↓↓↓

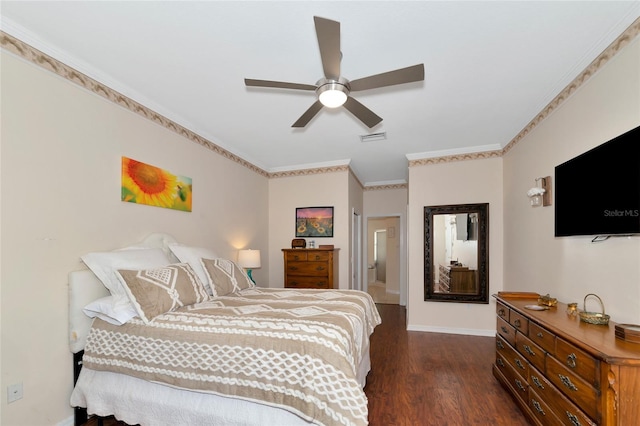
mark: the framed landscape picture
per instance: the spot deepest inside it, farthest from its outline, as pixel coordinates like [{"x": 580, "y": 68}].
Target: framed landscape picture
[{"x": 314, "y": 222}]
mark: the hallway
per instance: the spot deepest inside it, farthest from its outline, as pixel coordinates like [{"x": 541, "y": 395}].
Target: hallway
[{"x": 378, "y": 292}]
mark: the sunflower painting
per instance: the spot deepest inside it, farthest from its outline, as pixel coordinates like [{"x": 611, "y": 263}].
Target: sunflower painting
[
  {"x": 153, "y": 186},
  {"x": 314, "y": 222}
]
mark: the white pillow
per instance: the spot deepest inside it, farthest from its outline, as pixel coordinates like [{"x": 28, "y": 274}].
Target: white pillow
[
  {"x": 192, "y": 256},
  {"x": 226, "y": 276},
  {"x": 157, "y": 291},
  {"x": 111, "y": 310},
  {"x": 106, "y": 264}
]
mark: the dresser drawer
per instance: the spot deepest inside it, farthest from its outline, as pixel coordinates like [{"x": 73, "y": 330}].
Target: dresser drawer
[
  {"x": 507, "y": 331},
  {"x": 296, "y": 256},
  {"x": 532, "y": 352},
  {"x": 307, "y": 282},
  {"x": 515, "y": 381},
  {"x": 566, "y": 412},
  {"x": 541, "y": 411},
  {"x": 502, "y": 311},
  {"x": 517, "y": 361},
  {"x": 519, "y": 321},
  {"x": 542, "y": 337},
  {"x": 320, "y": 256},
  {"x": 319, "y": 269},
  {"x": 575, "y": 388},
  {"x": 576, "y": 360}
]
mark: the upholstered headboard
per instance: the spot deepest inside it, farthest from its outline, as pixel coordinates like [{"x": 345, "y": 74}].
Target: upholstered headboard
[{"x": 85, "y": 287}]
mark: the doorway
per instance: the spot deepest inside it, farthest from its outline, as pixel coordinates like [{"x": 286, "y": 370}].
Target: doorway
[{"x": 383, "y": 259}]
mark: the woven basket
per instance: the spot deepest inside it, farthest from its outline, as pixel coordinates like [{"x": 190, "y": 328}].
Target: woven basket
[{"x": 598, "y": 318}]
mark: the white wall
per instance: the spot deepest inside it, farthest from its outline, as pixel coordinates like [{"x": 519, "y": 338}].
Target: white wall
[
  {"x": 60, "y": 165},
  {"x": 473, "y": 181},
  {"x": 571, "y": 267},
  {"x": 312, "y": 190}
]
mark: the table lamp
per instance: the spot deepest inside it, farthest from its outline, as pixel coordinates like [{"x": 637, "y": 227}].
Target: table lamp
[{"x": 249, "y": 259}]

↑↑↑

#### BRIEF:
Set each line down exactly, starting with the one that contains "Target: doorway" and ending with the last line of the listing; add nothing else.

#### TASK SOLUTION:
Target: doorway
[{"x": 383, "y": 259}]
mark: the woven basket
per instance: the spot deepest inside it, farthest from its outline, as pixel coordinates like [{"x": 190, "y": 328}].
Target: woven basket
[{"x": 598, "y": 318}]
mark: the white wall
per instance: the spot deepest inside it, farthest from its outline, as pixel coordinates like [{"x": 519, "y": 338}].
Target: white wall
[
  {"x": 60, "y": 165},
  {"x": 473, "y": 181},
  {"x": 571, "y": 267},
  {"x": 312, "y": 190}
]
mark: the table lamp
per instance: the spot deepest inside it, farthest from its outline, as pixel coordinates like [{"x": 637, "y": 227}].
Target: table lamp
[{"x": 249, "y": 259}]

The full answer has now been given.